Aber auch zu DDR-Zeiten sind Schwarze Menschen durch diese Straße gelaufen und haben sich einen anderen Namen gewünscht. Es kann nicht darum gehen, die eine Unterdrückungsgeschichte gegen die andere auszuspielen. Aufgrund dieser Kontroversen hat es sehr lange gedauert im Institut und viele, viele Diskussionen gebraucht, bis es dann 2020 tatsächlich so weit war, dass das Institut sich geschlossen hinter die Umbenennungsforderung gestellt hat.

Der neue Namensgeber

Anton-Wilhelm Amo in einer historischen Darstellung. (Quelle: Unbekannt)

Unbekannt

Anton Wilhelm Amo gilt in Deutschland als erster bekannter Akademiker afrikanischer Herkunft. Er studierte zu Beginn des 18. Jahrhunderts in Halle an der Saale und in Wittenberg, wo er 1734 auch promoviert wurde. Er wirkte dort sowie in Jena als Dozent der Philosophie. In seiner akademischen Arbeit widmete er sich unter anderem der Rechtsstellung Schwarzer Menschen in Europa.

Nach Angaben der Uni Halle/Wittenberg unter Berufung auf einen Biografen wurde Amo um 1700 im heutigen Ghana geboren, als Kind versklavt und kam vermutlich als „menschliches Geschenk“ der Westindischen Kompanie an den Hof des Herzogs von Braunschweig-Wolfenbüttel.

SCHRIFTLICHE AUFGABEN:
1 > Bitte nenne alle Städte, in denen Amo laut dem Auszug studiert oder gelehrt hat.
2 > In welchem Jahr wurde Amo laut dem Auszug promoviert?
3 > Schreib aus dem Auszug den Abschnitt von „Der neue Namensgeber“ bis „Herzogs von Braunschweig-Wolfenbüttel.“ wortgetreu ab.
Die Auflistung spielt für die Aufgaben keine Rolle.

AUFGEFÜHRTE EINTRÄGE:
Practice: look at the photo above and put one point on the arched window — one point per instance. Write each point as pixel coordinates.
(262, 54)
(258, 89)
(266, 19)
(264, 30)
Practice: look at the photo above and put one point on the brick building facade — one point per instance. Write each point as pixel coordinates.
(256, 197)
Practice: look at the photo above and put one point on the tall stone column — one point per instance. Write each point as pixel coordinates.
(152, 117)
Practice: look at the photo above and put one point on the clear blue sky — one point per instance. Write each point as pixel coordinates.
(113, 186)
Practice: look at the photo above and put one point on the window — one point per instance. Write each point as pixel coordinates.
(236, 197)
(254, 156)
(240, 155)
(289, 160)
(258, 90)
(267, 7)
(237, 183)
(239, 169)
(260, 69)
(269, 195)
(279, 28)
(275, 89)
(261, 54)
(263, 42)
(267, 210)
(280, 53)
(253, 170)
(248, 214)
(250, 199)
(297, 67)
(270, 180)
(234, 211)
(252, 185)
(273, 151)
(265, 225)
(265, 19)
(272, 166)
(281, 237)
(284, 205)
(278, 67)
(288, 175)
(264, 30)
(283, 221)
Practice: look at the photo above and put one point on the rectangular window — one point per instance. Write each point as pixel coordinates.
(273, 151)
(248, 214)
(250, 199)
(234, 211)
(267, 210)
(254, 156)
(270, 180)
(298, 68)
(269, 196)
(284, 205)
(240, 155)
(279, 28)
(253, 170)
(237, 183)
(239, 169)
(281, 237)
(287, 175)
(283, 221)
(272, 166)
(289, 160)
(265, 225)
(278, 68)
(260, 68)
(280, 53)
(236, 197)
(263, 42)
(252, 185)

DIE ANTWORTEN:
1 > Halle an der Saale, Wittenberg, Jena

2 > 1734

3 >
Der neue Namensgeber

Anton-Wilhelm Amo in einer historischen Darstellung. (Quelle: Unbekannt)

Unbekannt

Anton Wilhelm Amo gilt in Deutschland als erster bekannter Akademiker afrikanischer Herkunft. Er studierte zu Beginn des 18. Jahrhunderts in Halle an der Saale und in Wittenberg, wo er 1734 auch promoviert wurde. Er wirkte dort sowie in Jena als Dozent der Philosophie. In seiner akademischen Arbeit widmete er sich unter anderem der Rechtsstellung Schwarzer Menschen in Europa.

Nach Angaben der Uni Halle/Wittenberg unter Berufung auf einen Biografen wurde Amo um 1700 im heutigen Ghana geboren, als Kind versklavt und kam vermutlich als „menschliches Geschenk“ der Westindischen Kompanie an den Hof des Herzogs von Braunschweig-Wolfenbüttel.